WHAT THIS EXERCISE ASKS =>
1. Name every city the Theodore Kaufmann biography below says he studied painting in.
2. Pick up the Theodore Kaufmann biography below after its final sentence and continue it.

EXTRACT PROVIDED =>
= = =

Theodore Kaufmann (December 18, 1814 – 1896) was an artist who worked mostly in the United States.

Biography
He was born in Uelzen, Germany. He served for several years as a mercantile apprentice. He studied painting in Düsseldorf with Peter von Cornelius, in Munich with Wilhelm von Kaulbach, and also in Hamburg and Dresden. He took part in the revolution at Dresden in 1848, and emigrated to the United States in 1850. He settled in New York City, where he painted portraits and taught. One of his students was editorial artist Thomas Nast. He was not successful as a school director or painter in New York, and became an itinerant photographer and portrait painter.

During the American Civil War, he is reported to have fought in the Union Army and to have been a correspondent-artist. St. Louis, Missouri, city directories list him as an artist in 1864 and 1865. After the Civil War, he resided in Boston and Washington, D.C. Louis Prang made color lithographs of some of Kaufmann's more popular pieces. Kaufmann is noted for his portraits and military and historical paintings. He died in New York City.

= = =

SUPPLIED DATA =>
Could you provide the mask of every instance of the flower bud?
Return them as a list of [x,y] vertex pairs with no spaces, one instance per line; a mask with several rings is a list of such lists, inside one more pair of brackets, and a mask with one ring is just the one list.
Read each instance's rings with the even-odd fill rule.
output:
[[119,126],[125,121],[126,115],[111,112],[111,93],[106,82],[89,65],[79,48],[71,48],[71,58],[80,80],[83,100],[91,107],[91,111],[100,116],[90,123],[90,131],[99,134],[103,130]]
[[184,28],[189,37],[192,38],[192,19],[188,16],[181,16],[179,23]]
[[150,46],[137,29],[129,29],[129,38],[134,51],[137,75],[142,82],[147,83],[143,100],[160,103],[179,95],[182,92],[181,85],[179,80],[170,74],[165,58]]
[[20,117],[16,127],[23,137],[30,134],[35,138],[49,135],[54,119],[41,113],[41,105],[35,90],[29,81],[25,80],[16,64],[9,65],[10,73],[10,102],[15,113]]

= = =

RESPONSES TO THE EXERCISE =>
1. Düsseldorf, Munich, Hamburg, Dresden

2.
Works
 "Gen. Sherman near the Watchfire"
 "On to Liberty"
 "A Pacific Railway Train attacked by Indians"
 "Slaves seeking Shelter under the Flag of the Union"
 "Admiral Farragut entering Harbor through Torpedoes"
 "Farragut in the Rigging"
 "Westward the Star of Empire" (c. 1880)
 "Die Entstehung der Gottesidee" ("The development of the idea of God"; a series of eight etchings which, along with explanatory text, are in the Library of Congress)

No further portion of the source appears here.